Source extract:
++++++++++

Newsflash people. There is no “Year of the Linux Desktop”. There will never be one. Before you start looking for sharp rocks to throw at me, let me start by saying I am a Linux user. I worked with all major distributions, roamed in Slackware land for about two years, tried to get accustomed to Red Hat’s RPM hell in a time when Linux was a wasteland and there were only a bunch of people that were using it. Several years ago I settled with Debian and later Ubuntu. All the distributions above were my main desktop operating systems as I ditched Windows way back in ‘99.
But one thing bothers me and drives me nuts every January. “Year of the Linux Desktop” articles. Now and then, one bright mind can’t sleep at night, so he decides to forget about New Year’s booze that hasn’t left his system yet and type a string of characters proclaiming THIS is the year of the Linux desktop. Not the next one, THIS one. It hasn’t happened yet, he can’t wait another 12 months, so THIS must be it. Then this individual goes on telling us WHY this is the year of the Linux desktop:
- because company X bought company Y, and because company X or Y is known to support open-source, therefore THIS must be the year of the Linux desktop;
- because project Z made so much progress in the last five years and it all must come to some conclusion. This year;

- because Linux addoption rate has increased since 2002, was bigger two years ago, even bigger last year, so this year it will exlode in a frenzy of brainwashed computer illiterate users that will bow down to the kernel gods and offer them commercial software sacrifices;
- because gadget A that had it’s five-minutes spotlight runs Linux and was the perfect Christmas gift a month ago;
- because Windows sucks;
- because Linux costs nothing and hordes of coders await to please the user;
- because…
Wake up people. It’s never gonna happen. From the bottom of my heart I wish it would, but it won’t. The simple and all-powerful word and reason here is… “money”.
Forget what you’ve read about companies that “support” the OSS movement. They’re in for the image or the cash. Nothing more, nothing less. If there’s no profit for a 5000+ employee company, there’s no reason for it to adopt, promote, sell or support Linux and open-source software. No matter how they put it, no matter how much you want to believe, they simply don’t care about you or your needs. Stop making stupid petitions to Blizzard requesting StarCraft on Linux, stop praying for a native Photoshop port.
There’s a certain ideology that surrounds Linux, and it goes like this: free, free, free, no money, free. Adobe and companies like Adobe know this. As long as we have GIMP, regardless of how limited the application some might think it is, you’ll see no native Photoshop binaries in your Ubuntu. A person that chooses Linux is a person that has to make some sacrifices, and you know it. It’s not all click-click-next-next as in Windows or OS X. Sometimes you’ll have to make your hand dirty to accomplish a task that would take the average Windows user 2.42 minutes to finalize.

++++++++++

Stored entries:
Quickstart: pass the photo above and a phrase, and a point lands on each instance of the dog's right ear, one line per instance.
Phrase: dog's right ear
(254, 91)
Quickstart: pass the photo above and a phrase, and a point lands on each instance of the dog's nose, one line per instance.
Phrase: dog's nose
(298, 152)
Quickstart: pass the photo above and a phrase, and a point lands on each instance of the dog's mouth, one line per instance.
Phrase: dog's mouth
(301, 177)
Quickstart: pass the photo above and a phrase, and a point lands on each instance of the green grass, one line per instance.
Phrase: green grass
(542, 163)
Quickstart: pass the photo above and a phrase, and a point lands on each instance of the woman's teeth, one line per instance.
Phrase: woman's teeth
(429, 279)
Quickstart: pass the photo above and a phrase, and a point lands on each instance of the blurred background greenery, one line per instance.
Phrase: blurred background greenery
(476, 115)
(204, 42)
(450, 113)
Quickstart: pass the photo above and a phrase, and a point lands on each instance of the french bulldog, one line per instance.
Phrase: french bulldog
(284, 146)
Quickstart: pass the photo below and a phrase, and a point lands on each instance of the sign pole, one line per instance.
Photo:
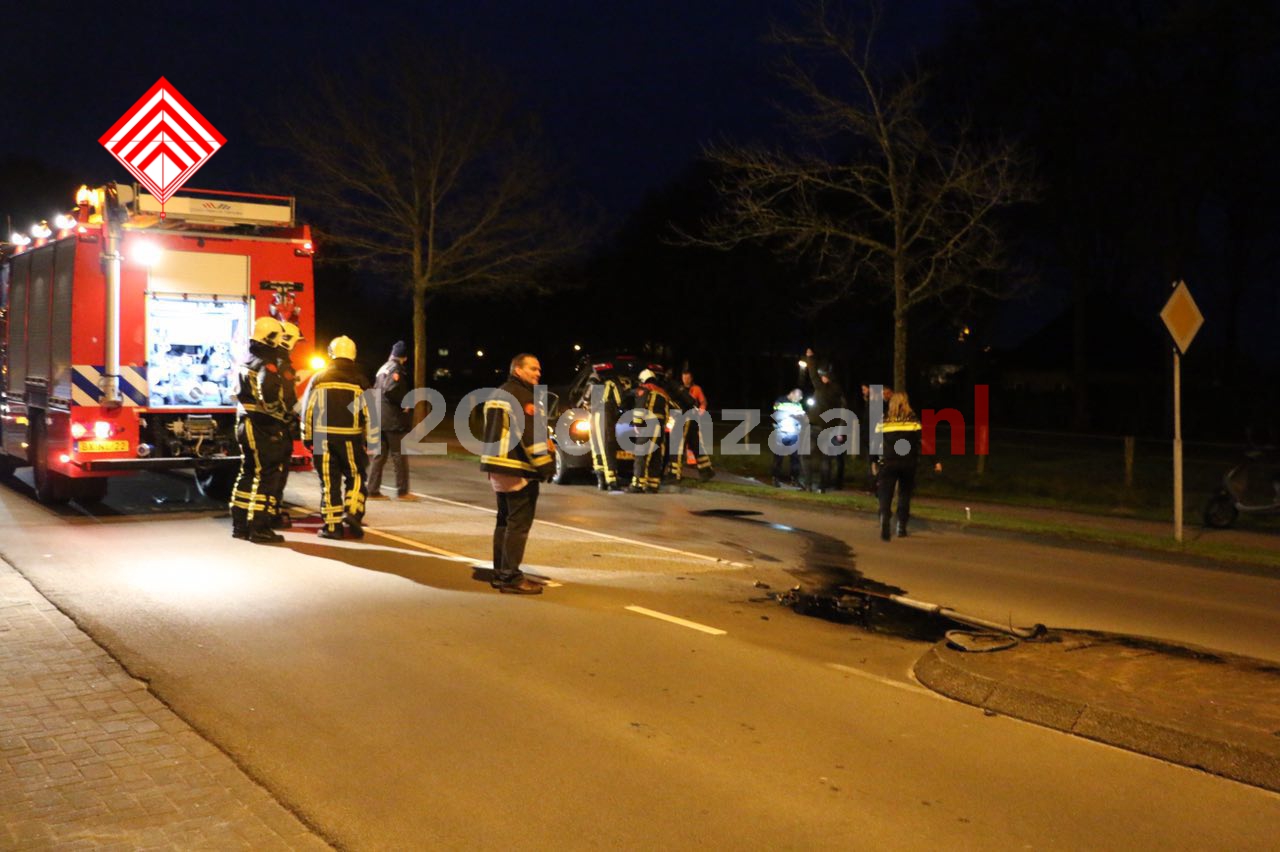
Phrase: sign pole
(1178, 447)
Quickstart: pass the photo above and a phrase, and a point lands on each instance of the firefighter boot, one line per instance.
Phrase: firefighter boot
(264, 535)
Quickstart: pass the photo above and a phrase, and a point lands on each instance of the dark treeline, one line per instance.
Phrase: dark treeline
(1150, 124)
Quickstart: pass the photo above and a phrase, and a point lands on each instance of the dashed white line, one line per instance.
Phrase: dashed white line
(597, 534)
(693, 626)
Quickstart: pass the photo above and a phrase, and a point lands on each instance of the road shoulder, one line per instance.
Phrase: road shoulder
(1196, 708)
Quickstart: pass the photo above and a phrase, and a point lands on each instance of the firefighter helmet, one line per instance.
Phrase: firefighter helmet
(268, 330)
(289, 335)
(342, 347)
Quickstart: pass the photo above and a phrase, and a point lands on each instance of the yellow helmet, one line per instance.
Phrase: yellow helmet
(342, 347)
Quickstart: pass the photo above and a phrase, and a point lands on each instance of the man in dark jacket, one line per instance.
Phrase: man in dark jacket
(336, 426)
(515, 463)
(649, 417)
(392, 384)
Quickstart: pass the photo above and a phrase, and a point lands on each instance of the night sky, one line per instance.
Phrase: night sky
(629, 91)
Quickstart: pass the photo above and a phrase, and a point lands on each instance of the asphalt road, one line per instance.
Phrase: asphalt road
(389, 696)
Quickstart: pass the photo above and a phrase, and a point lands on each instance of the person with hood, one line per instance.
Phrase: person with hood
(789, 417)
(338, 430)
(515, 461)
(394, 421)
(824, 397)
(261, 434)
(899, 457)
(649, 417)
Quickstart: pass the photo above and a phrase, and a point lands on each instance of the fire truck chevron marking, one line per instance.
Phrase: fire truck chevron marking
(161, 140)
(86, 388)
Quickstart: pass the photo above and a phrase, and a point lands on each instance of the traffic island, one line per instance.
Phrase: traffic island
(1202, 709)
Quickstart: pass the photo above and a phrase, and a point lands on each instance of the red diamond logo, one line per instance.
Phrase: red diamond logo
(161, 140)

++++++++++

Task list:
#1 Answer these questions from the essay on the Linux desktop:
(a) For about how long did the author roam in Slackware land?
(b) What single word does the author give as the reason the Linux desktop will never arrive?
(c) Which application does the author say will keep native Photoshop binaries out of Ubuntu for as long as it exists?
#2 Transcribe the passage of the Linux desktop essay from "Forget what you’ve" up to and including "native Photoshop port.", character for character.
#3 Go on with the essay on the Linux desktop, starting after its last sentence and keeping its voice.
None of the items is needed for the work here.

Per-task outputs:
#1
(a) About two years.
(b) "Money."
(c) GIMP.

#2
Forget what you’ve read about companies that “support” the OSS movement. They’re in for the image or the cash. Nothing more, nothing less. If there’s no profit for a 5000+ employee company, there’s no reason for it to adopt, promote, sell or support Linux and open-source software. No matter how they put it, no matter how much you want to believe, they simply don’t care about you or your needs. Stop making stupid petitions to Blizzard requesting StarCraft on Linux, stop praying for a native Photoshop port.

#3
Here’s how a CEO sees it: if this user takes the time and has the brainpower to work in a CLI environment just to keep using Linux, what would make him empty his pockets in my company vault? They’re all geeks, they can get around certain application limitations and don’t reach for their credit card when frustration reaches a certain limit. The average Windows user pays for what he wants because he knows he’s not a tech person. Most Linux users would settle for GIMP if Photoshop CS 3 would suddenly popup in a 799$ Tux jacket. They already got used to it, and the price doesn’t justify the need for further ease of use. Sure - some will shout they DO need commercial software. But would they actually pay for it or just use the friendly neighbourhoot BitTorrent client to download the latest crack? Think before you answer. Look deep inside your soul and answer yourself this: would you pay?
I wouldn’t.
So what does this have to do with the Year of the Linux Desktop?
Everything.
Linux will not become mainstream as long as there’s no commercial software for it. Period. For software to be developed by companies interested in Linux, the operating system has to become mainstream, or there’s no profit for them in it. It’s a vicious circle. As long as there are no hot-off-the-shelf games with Linux binaries burnt unto the CD, it really doesn’t matter how user-friendly or virus-free Linux is.
So… no. No Linux Desktop this year. Or the next. There will not be a Linux year in 2010, nor in 2013. Not until new users stop asking “why are there DEB and RPM and TGZ files?”. Nine out of ten users that try out Linux give up after the first hour or so. And it’s not because it’s different, it’s because something isn’t there or doesn’t work as it should.
Open-source is - ironically - it’s own biggest enemy.